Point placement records

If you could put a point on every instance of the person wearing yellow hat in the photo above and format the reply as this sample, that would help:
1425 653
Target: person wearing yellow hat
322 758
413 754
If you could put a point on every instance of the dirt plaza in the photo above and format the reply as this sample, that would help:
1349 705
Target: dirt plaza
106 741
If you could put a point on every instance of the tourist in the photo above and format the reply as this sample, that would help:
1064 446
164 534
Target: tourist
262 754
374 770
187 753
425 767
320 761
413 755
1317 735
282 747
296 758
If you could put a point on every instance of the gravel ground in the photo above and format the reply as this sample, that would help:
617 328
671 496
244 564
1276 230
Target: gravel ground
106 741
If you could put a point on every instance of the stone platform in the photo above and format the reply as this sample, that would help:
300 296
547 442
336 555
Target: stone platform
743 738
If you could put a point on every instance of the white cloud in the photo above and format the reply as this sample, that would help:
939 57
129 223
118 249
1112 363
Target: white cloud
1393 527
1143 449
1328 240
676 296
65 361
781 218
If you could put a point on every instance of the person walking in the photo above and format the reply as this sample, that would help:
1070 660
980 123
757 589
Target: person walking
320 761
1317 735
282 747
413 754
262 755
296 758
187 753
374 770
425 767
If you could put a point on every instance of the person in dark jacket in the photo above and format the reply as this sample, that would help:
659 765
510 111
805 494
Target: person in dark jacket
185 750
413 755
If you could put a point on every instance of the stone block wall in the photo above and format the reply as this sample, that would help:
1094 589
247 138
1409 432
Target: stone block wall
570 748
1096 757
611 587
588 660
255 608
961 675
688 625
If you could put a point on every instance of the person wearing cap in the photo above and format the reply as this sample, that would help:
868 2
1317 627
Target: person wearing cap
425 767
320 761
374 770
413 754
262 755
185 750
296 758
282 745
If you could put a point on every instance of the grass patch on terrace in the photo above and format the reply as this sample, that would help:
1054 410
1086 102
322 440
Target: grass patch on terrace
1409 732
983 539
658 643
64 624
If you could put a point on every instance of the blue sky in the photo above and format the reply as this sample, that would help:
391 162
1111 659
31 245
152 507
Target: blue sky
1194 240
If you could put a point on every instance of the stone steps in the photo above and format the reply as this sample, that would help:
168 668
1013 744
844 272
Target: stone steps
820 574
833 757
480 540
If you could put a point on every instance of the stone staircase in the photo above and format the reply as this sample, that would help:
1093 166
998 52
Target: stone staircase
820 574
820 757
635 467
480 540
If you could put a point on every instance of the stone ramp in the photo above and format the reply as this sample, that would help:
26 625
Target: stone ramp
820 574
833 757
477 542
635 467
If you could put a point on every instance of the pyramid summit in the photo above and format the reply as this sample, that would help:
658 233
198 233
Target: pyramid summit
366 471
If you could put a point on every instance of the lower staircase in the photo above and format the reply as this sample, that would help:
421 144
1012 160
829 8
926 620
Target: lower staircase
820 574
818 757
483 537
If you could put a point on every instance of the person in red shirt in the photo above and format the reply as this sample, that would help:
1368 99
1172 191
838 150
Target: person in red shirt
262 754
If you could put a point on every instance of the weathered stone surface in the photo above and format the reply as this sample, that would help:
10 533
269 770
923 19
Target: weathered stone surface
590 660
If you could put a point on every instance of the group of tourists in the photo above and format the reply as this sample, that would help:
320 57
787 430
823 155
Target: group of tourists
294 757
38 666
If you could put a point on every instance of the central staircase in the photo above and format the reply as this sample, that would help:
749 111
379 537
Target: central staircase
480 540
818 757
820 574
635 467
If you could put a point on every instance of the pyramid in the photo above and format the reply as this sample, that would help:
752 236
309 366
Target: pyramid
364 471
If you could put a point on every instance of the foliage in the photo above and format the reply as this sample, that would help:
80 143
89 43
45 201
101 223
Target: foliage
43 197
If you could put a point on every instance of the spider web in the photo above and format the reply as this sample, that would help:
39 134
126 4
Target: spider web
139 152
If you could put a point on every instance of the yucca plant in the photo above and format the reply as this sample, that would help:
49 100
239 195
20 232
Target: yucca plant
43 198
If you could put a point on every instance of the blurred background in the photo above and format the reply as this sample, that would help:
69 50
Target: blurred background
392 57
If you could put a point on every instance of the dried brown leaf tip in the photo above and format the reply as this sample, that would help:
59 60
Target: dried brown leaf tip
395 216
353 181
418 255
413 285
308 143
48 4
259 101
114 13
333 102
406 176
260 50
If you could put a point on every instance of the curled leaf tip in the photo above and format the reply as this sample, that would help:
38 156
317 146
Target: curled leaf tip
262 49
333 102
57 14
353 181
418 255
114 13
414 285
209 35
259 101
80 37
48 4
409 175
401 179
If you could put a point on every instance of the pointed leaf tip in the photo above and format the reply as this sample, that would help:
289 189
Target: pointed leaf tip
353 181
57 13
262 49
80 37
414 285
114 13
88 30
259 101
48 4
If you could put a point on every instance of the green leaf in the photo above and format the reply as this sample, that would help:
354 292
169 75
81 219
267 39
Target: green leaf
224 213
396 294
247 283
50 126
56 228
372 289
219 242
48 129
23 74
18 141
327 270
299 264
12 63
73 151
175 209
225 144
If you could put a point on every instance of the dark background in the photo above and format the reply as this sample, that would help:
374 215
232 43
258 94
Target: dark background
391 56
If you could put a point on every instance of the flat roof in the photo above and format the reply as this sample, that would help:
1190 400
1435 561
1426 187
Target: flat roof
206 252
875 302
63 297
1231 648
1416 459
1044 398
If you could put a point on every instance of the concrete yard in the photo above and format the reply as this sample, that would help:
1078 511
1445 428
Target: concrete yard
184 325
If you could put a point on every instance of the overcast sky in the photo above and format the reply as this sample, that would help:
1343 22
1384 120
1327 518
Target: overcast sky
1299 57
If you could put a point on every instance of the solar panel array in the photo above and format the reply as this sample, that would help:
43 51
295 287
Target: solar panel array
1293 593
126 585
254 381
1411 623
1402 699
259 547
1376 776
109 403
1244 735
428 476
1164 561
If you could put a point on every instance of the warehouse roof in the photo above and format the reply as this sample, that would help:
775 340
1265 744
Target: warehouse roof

Exercise brief: Return every line exactly.

Correct output:
If you could put a point on every instance of the person wearing yellow hat in the photo above and format the reply as this sample, that would help:
1425 653
Target: person wearing yellow hat
322 758
413 754
If you could put a point on every instance of the dirt plaza in the photo above and format the reply as this sample, that would help:
1349 705
Target: dirt plaza
106 741
If you could put a point on every instance of the tourist in the photo above and format the reply as this sample, that would help:
1064 446
164 534
Target: tourist
262 754
374 770
187 753
425 767
320 761
413 755
1317 735
282 747
296 758
If you could put a point on every instance of the gravel ground in the photo above and format the reply as this sample, that would help:
617 328
671 496
244 564
1276 230
Target: gravel ground
106 741
If you could put a point on every instance of the stone platform in the photo above and format the reply as this sample, that would help:
300 296
547 442
336 555
Target: stone platform
743 738
If you could put a point on every instance of the white cloud in the photo above and format the reply as this sample, that would help:
939 57
129 223
118 249
1112 363
Target: white cloud
1393 527
1143 449
1328 240
676 296
65 361
781 218
If you could put a point on every instance of the person walking in the photo above and format the reply as this sample, that would help:
1070 660
980 123
757 589
Target: person walking
320 761
1317 735
282 747
413 754
262 755
296 758
187 753
374 770
425 767
If you could put a point on every instance of the person in dark jacket in the photo above and format the reply as this sample, that would help:
659 765
510 111
805 494
Target: person in dark jacket
185 750
413 755
If you could put a point on every instance of the stone block wall in the photo above and format the reply as this sample, that would help:
1094 589
247 138
1409 432
Target: stone block wall
570 748
1096 757
611 587
588 660
255 608
961 675
688 625
If you could put a point on every instance of the person wearing cap in the photo above and format the reply as this sample, that would help:
868 2
1317 627
Target: person wearing cap
425 767
320 761
374 770
413 754
262 755
185 750
296 758
282 745
If you could put a point on every instance of the grass patch on terrace in the photo above and format the reply as this sample, that would help:
1054 410
1086 102
322 440
Target: grass patch on terrace
1409 732
983 539
658 643
64 624
If you could put a point on every instance of the blue sky in the photo above and format the reply as this sample, that would help:
391 162
1111 659
31 245
152 507
Target: blue sky
1194 240
If you could put a point on every instance of the stone steps in the photo above and format the reply as this sample, that would help:
168 668
1013 744
844 272
Target: stone steps
820 574
833 757
480 540
If you could put a point on every instance of the stone staircase in the photo above and format the reply as this sample, that would help:
1093 166
998 52
Target: stone staircase
820 574
820 757
635 467
480 540
If you could put a point on every instance of the stone ramp in the photo above and format the reply as this sample, that would help:
26 625
Target: stone ramp
820 574
833 757
477 542
635 467
If you could put a point on every instance of the pyramid summit in the photo above and format the reply as this sample, that would help:
658 233
198 233
Target: pyramid summit
366 471
If you could put a point on every instance of the lower staircase in the photo above and format the reply as this sample, that would help:
421 144
1012 160
829 8
926 620
Target: lower staircase
820 574
818 757
483 537
If you could put a point on every instance of the person in red shirt in the photo above and format the reply as this sample, that would help:
1368 99
1172 191
838 150
Target: person in red shirt
262 754
If you could put a point on every instance of the weathered stone surface in the photo above and format the reply as this sample, that would help:
10 533
269 770
923 19
Target: weathered stone surface
590 660
If you could put a point on every instance of the group of tourists in the photo above and format the reply as this sample, that would help:
320 57
787 430
823 155
Target: group of tourists
294 757
38 666
If you could put a point on every instance of the central staircase in the photo above and format the reply as this sample, that would help:
749 111
379 537
Target: central staircase
480 540
818 757
820 574
635 467
If you could put a point on every instance of the pyramid in the photo above and format the reply as this sample, that would help:
752 236
309 366
Target: pyramid
364 471
If you could put a point on every instance of the foliage in the photo above and format the reply as this sample, that would help:
80 143
89 43
45 201
101 223
Target: foliage
43 197
If you could put a point on every instance of the spider web in the photo above and format the reply as this sample, that would help:
39 134
126 4
Target: spider web
139 152
If you could put a point on every instance of the yucca plant in the photo above and format the reply as this sample, that would help:
49 100
239 195
20 232
Target: yucca plant
43 198
If you could put a point on every instance of the blurred background in the photo above and format the reply as this sample, that would help:
69 50
Target: blurred background
392 57
If you could put a point on every instance of the dried brown leaf tip in the photo above and format the reply as this sample, that would help:
59 60
Target: dried brown leaf tip
395 216
353 181
418 255
413 285
308 143
48 4
259 101
114 13
333 102
406 176
260 50
If you could put a point on every instance of the curled leaf tip in the photo above and format the reply as this sample, that would help:
38 156
317 146
Target: curled leaf tip
262 49
333 102
57 14
353 181
418 255
114 13
414 285
209 35
259 101
80 37
48 4
409 175
401 179
If you could put a point on every instance of the pointed leaf tip in the photo above and format the reply as this sample, that would help:
289 189
Target: pointed leaf tip
353 181
57 13
262 49
80 37
414 285
114 13
88 30
259 101
48 4
If you could put a point on every instance of the green leaf in the photo above and format the reply as this sample, that would help:
354 292
169 75
81 219
267 39
Target: green leaf
224 213
396 294
247 283
50 126
56 228
372 289
219 242
48 129
23 74
18 141
327 270
299 264
12 63
73 151
175 209
225 144
If you could put a point on every instance of the dark background in the photo above and format the reply as this sample, that would help:
374 215
232 43
258 94
Target: dark background
391 56
If you could put a point on every instance of the flat roof in the photo above and format the reply as this sample, that would help:
1190 400
1435 561
1426 187
Target: flat roof
206 252
875 302
63 297
1231 648
1416 459
1044 398
If you could put a point on every instance of the concrete yard in the photo above and format the reply as this sample, that would help:
1078 511
1445 428
Target: concrete yard
184 325
If you could put a point on every instance of the overcast sky in the photo above and format the reply as this sample, that would help:
1343 22
1384 120
1327 518
Target: overcast sky
1299 57
If you could put a point on every instance of the solar panel array in the photo above and format the reply as this sample, that would help:
43 51
295 287
Target: solar panel array
1293 593
126 585
254 381
1411 623
1402 699
259 547
1376 776
109 403
1244 735
428 476
1164 561
If you could put a point on every instance of the warehouse roof in the photo above and format the reply as this sample, that would help:
775 340
1265 744
Target: warehouse roof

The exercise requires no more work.